**REQUIREMENT:**
Retype all of the records below verbatim, leaving out the pictures.

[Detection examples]

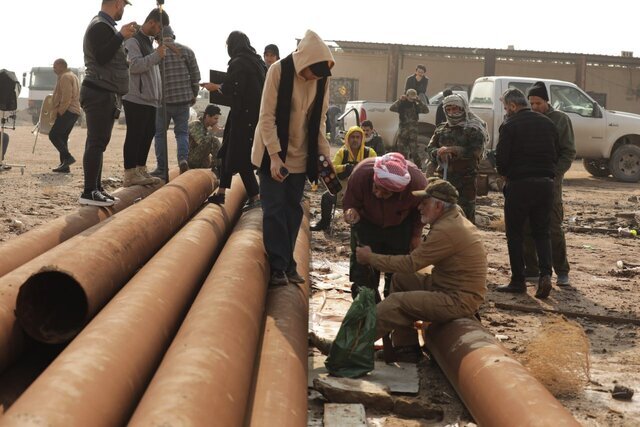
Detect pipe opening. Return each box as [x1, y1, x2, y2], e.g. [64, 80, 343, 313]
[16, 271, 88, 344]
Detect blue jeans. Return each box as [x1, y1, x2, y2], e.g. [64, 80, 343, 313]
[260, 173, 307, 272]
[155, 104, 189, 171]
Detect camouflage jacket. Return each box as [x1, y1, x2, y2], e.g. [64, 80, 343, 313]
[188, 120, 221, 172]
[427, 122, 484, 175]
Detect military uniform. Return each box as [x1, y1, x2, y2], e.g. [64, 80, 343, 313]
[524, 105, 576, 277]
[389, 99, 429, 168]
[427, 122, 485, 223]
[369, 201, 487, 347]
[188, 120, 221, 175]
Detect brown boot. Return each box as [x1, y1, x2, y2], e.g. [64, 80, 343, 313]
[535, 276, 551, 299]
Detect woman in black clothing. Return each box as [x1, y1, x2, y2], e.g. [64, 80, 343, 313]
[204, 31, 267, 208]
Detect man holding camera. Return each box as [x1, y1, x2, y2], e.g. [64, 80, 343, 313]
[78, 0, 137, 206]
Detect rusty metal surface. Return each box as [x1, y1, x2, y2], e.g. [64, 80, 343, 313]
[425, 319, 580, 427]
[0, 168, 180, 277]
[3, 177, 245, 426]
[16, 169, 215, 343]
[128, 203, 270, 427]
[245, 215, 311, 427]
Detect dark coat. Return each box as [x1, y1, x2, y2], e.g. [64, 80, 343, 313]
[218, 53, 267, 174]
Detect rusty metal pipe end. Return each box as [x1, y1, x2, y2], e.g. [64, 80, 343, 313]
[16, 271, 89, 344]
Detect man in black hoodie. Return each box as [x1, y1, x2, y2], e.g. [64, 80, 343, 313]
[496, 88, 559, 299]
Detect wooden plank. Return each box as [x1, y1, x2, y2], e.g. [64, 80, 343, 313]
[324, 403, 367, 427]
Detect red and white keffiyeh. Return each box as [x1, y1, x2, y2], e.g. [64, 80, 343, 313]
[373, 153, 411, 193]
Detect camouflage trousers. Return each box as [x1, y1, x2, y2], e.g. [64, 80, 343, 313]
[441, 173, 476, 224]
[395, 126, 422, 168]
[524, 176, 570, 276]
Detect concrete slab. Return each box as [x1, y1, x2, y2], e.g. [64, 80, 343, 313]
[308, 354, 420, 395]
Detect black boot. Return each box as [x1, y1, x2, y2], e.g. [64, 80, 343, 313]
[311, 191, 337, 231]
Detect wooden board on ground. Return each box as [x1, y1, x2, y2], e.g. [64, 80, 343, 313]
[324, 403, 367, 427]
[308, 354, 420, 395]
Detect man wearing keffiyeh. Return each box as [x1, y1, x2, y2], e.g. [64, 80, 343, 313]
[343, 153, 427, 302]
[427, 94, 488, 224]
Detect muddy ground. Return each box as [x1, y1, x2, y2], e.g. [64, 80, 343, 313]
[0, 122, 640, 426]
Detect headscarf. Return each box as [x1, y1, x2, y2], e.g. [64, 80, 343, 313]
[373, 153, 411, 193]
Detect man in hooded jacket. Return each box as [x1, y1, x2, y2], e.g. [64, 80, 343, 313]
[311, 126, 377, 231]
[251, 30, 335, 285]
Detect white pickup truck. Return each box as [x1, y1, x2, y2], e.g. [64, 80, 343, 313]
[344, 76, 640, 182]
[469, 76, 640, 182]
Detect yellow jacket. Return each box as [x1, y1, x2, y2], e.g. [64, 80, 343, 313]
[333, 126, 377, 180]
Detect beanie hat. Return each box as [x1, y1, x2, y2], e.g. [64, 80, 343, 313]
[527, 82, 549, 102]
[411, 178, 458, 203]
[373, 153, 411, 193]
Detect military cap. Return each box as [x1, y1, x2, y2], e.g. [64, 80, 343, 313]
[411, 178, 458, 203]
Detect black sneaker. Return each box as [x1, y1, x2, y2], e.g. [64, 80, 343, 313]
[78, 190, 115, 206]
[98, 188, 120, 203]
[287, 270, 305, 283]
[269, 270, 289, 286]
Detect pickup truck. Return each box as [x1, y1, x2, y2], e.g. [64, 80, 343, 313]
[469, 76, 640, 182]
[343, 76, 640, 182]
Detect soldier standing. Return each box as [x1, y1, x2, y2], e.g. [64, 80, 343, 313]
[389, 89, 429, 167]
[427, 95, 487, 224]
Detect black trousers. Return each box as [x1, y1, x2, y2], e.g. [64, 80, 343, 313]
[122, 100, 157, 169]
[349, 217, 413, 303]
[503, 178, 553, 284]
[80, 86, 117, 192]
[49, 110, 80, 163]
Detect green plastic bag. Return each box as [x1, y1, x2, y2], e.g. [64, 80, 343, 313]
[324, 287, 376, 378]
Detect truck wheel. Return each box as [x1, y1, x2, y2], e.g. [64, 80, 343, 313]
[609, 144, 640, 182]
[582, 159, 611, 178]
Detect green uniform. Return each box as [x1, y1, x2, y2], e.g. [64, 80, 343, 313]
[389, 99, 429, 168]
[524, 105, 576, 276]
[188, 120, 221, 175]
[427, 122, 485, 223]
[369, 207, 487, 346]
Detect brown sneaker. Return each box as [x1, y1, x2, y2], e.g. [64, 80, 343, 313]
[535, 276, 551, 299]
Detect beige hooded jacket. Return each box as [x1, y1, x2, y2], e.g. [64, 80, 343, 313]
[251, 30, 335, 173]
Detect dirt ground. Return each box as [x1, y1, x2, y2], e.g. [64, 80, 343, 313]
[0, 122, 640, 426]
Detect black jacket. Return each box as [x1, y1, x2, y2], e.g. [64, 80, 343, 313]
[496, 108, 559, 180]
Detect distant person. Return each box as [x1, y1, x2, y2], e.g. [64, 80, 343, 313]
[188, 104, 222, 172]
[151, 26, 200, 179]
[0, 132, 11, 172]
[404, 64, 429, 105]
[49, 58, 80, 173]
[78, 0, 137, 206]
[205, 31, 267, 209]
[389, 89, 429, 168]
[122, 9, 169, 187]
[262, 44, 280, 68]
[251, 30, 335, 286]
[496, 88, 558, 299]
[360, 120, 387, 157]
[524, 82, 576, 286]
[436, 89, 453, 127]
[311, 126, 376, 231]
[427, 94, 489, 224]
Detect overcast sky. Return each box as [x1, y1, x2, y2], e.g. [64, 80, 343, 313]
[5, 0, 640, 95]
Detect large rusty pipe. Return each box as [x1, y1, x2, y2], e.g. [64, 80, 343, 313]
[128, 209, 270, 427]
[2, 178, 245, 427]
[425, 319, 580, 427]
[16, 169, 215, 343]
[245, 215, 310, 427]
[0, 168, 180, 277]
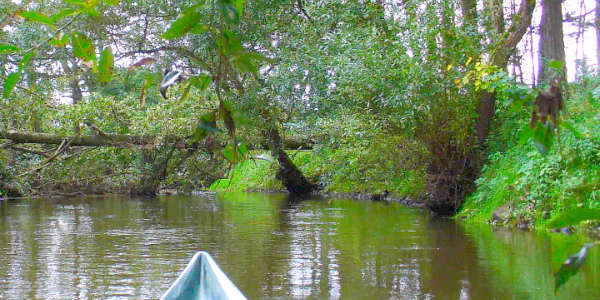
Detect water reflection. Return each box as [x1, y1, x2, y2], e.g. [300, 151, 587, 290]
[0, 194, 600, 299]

**TASK SOLUTION:**
Detect pipe opening. Return each box as [x1, y1, x2, y2], e.g. [64, 80, 343, 313]
[16, 271, 88, 344]
Detect blue jeans. Return each box as [x1, y1, x2, y2], e.g. [64, 80, 343, 313]
[260, 173, 307, 272]
[155, 104, 189, 171]
Detect camouflage jacket. Return each box as [x1, y1, x2, y2], e.g. [64, 80, 343, 313]
[188, 120, 221, 172]
[427, 122, 484, 175]
Detect military uniform. Return each box as [x1, y1, x2, y2], e.g. [64, 80, 343, 313]
[524, 105, 576, 277]
[389, 99, 429, 168]
[427, 122, 485, 223]
[369, 201, 487, 347]
[188, 120, 221, 175]
Detect brown boot. Return each box as [x1, y1, x2, y2], e.g. [64, 80, 343, 313]
[535, 276, 551, 299]
Detect woman in black clothing. Return each box as [x1, y1, x2, y2], e.g. [64, 80, 343, 313]
[204, 31, 267, 208]
Detect man holding camera. Return each box as [x1, y1, x2, y2], e.g. [64, 80, 343, 313]
[78, 0, 137, 206]
Detect rusty metal surface. Return each box as [x1, y1, x2, y2], e.g. [64, 80, 343, 313]
[425, 319, 580, 427]
[0, 168, 180, 277]
[3, 177, 245, 426]
[16, 169, 215, 343]
[128, 203, 270, 427]
[245, 215, 311, 427]
Detect dark coat. Return each box as [x1, y1, x2, y2], e.g. [64, 80, 343, 313]
[218, 53, 267, 174]
Detect rusty metal pipe end. Return each box as [x1, y1, x2, y2], e.g. [64, 80, 343, 313]
[16, 271, 89, 344]
Detect man in black hoodie. Return each box as [x1, y1, x2, y2], e.g. [64, 80, 343, 313]
[496, 88, 559, 299]
Detect wooden plank. Return each box as [x1, y1, x2, y2], e.g. [64, 80, 343, 313]
[324, 403, 367, 427]
Detect red and white keffiyeh. Return each box as [x1, y1, x2, y2], e.g. [64, 80, 343, 313]
[373, 153, 411, 193]
Detect camouflage trousers. Return each box as [x1, y1, x2, y2], e.g. [64, 80, 343, 313]
[441, 173, 476, 224]
[395, 126, 422, 168]
[524, 176, 570, 276]
Detect concrete slab. Return each box as [x1, y1, x2, y2], e.g. [64, 80, 343, 313]
[308, 354, 420, 395]
Detect black boot. Return each box as [x1, y1, x2, y2], e.g. [64, 80, 343, 313]
[311, 191, 337, 231]
Detect wooden board on ground. Return each box as [x1, y1, x2, y2], e.g. [64, 80, 343, 313]
[324, 403, 367, 427]
[308, 354, 420, 395]
Detect man wearing keffiyeh. Return each box as [x1, y1, x2, y2], e.g. [64, 80, 343, 313]
[343, 153, 427, 302]
[427, 94, 488, 224]
Detect muddy ground. Return each box as [x1, y1, x2, y2], e.g. [64, 80, 343, 313]
[0, 122, 640, 426]
Detect headscarf. Return each box as [x1, y1, x2, y2], e.g. [64, 80, 343, 313]
[373, 153, 411, 193]
Detect man in hooded jacket. Return each box as [x1, y1, x2, y2], e.g. [64, 80, 343, 313]
[311, 126, 377, 231]
[251, 30, 335, 285]
Detect white pickup truck. Return each box as [x1, y1, x2, y2], e.g. [64, 80, 343, 313]
[344, 76, 640, 182]
[469, 76, 640, 182]
Detect yellow jacket. Return each box as [x1, y1, x2, y2], e.g. [64, 80, 343, 313]
[333, 126, 377, 180]
Detect beanie hat. Return each box as [x1, y1, x2, y2], e.g. [64, 80, 343, 313]
[527, 82, 549, 102]
[411, 178, 458, 203]
[373, 153, 411, 193]
Detect military cap. Return each box as [x1, y1, x2, y2], e.g. [64, 80, 343, 313]
[411, 178, 458, 203]
Detect black sneaker. Return each box as [x1, y1, x2, y2], e.g. [64, 80, 343, 313]
[78, 190, 115, 206]
[98, 188, 120, 203]
[287, 270, 305, 283]
[269, 270, 289, 286]
Detect pickup truck. Return each box as [x1, y1, x2, y2], e.g. [64, 80, 343, 313]
[469, 76, 640, 182]
[343, 76, 640, 182]
Detect soldier standing. Return each box as [x1, y1, x2, y2], e.g. [64, 80, 343, 313]
[389, 89, 429, 167]
[427, 95, 487, 224]
Detect black trousers. Return each box as [x1, y1, x2, y2], e.g. [64, 80, 343, 313]
[122, 100, 157, 169]
[349, 217, 413, 303]
[503, 178, 553, 284]
[80, 86, 117, 192]
[49, 110, 80, 163]
Detect green plastic bag. Return each box as [x1, y1, x2, y2], e.g. [64, 80, 343, 313]
[324, 287, 376, 378]
Detect truck wheel. Return each box as [x1, y1, x2, y2], e.g. [64, 80, 343, 313]
[609, 144, 640, 182]
[582, 159, 611, 178]
Detect green uniform. Return each box as [x1, y1, x2, y2], e.g. [64, 80, 343, 313]
[389, 99, 429, 168]
[524, 105, 576, 276]
[188, 120, 221, 175]
[427, 122, 485, 223]
[369, 207, 487, 346]
Detect brown sneaker. Return each box as [x1, y1, x2, y2], e.g. [64, 80, 343, 313]
[535, 276, 551, 299]
Detect beige hooded jacket. Return each box as [x1, y1, x2, y2], e.g. [64, 80, 343, 313]
[251, 30, 335, 173]
Detect dirt ground. Return each box as [x1, y1, x2, y2], e.g. [64, 80, 343, 313]
[0, 122, 640, 426]
Detect black jacket. Return each box as [x1, y1, x2, y2], e.g. [64, 80, 343, 313]
[496, 108, 559, 180]
Detect distant person. Return each box as [x1, y1, x2, y2], e.g. [64, 80, 343, 313]
[188, 104, 222, 172]
[151, 26, 200, 179]
[0, 132, 11, 172]
[404, 64, 429, 105]
[49, 58, 80, 173]
[78, 0, 137, 206]
[205, 31, 267, 209]
[389, 89, 429, 168]
[122, 9, 169, 187]
[262, 44, 280, 68]
[251, 30, 335, 286]
[496, 88, 558, 299]
[360, 120, 387, 157]
[524, 82, 576, 286]
[436, 89, 453, 127]
[311, 126, 376, 231]
[427, 94, 489, 224]
Detect overcast sky. Return each box as [x1, y1, x2, y2], e.g. [64, 80, 343, 313]
[5, 0, 640, 95]
Detect large rusty pipe. Return each box as [x1, y1, x2, y2], e.g. [64, 80, 343, 313]
[128, 209, 270, 427]
[2, 178, 245, 427]
[425, 319, 580, 427]
[16, 169, 215, 343]
[245, 215, 310, 427]
[0, 168, 180, 277]
Detect water reflection. Return each box as [x1, y1, x2, y2], e.g. [300, 151, 587, 290]
[0, 194, 600, 299]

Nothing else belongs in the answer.